| What you need to do |
Report every line of the records below that contains the word "wooden".

*** Begin section ***

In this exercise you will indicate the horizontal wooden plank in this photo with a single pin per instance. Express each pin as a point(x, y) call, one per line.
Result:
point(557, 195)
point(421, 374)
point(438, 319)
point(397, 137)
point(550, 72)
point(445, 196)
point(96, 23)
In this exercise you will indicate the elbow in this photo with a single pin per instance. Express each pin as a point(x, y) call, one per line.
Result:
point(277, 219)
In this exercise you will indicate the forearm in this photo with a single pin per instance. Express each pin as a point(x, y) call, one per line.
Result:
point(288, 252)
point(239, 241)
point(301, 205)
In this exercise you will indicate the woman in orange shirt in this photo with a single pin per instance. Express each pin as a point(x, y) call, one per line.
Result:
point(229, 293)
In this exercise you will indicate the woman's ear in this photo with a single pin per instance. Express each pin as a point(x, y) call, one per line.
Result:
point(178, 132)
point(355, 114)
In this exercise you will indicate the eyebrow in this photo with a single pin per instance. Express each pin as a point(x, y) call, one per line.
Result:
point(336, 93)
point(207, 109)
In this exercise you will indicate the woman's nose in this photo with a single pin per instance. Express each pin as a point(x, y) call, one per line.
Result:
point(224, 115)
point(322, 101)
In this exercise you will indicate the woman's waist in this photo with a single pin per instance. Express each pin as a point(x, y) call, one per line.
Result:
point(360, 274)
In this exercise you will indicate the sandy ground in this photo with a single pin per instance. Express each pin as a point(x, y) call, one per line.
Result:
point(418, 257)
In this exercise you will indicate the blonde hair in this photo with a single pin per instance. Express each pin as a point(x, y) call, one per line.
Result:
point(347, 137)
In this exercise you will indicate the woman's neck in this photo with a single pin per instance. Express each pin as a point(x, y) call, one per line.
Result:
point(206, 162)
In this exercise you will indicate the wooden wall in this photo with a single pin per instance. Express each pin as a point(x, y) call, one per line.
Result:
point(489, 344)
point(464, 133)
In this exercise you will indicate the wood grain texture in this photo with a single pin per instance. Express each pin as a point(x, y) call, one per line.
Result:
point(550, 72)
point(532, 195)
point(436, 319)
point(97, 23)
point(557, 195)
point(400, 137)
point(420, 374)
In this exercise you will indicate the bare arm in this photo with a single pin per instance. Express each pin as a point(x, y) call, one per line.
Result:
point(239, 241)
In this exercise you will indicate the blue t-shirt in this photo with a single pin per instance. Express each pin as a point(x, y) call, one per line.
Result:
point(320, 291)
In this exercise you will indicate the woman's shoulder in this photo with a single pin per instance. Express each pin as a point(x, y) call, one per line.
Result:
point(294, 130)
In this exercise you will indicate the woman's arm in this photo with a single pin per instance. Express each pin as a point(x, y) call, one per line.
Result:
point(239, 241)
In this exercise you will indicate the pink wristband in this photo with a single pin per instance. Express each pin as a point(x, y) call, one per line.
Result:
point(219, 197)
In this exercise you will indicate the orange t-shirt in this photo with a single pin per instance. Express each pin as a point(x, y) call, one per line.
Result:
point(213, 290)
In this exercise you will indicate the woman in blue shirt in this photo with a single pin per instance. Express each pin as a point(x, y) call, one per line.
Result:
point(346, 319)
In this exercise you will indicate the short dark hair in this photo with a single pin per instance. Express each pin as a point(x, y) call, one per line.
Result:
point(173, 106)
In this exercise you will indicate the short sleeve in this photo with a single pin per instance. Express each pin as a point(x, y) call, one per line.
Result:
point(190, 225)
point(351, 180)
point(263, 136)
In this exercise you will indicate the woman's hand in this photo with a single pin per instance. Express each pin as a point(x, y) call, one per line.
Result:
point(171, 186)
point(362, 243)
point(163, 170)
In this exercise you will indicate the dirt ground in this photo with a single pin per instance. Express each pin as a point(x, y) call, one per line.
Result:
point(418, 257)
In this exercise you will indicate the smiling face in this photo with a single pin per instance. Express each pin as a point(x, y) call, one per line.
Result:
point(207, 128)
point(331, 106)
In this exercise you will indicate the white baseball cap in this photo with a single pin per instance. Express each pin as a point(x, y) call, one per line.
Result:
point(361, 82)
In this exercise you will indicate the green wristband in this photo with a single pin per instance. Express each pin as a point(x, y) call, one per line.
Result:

*** End section ***

| Result of this exercise |
In this exercise you will indicate the horizontal wooden plank in this photo with a single pin per instance. Express each pin as a point(x, y) call, one per line.
In this exercise you will indicate the wooden wall in this photo with a single pin per instance. Express each pin as a point(x, y) call, one per line.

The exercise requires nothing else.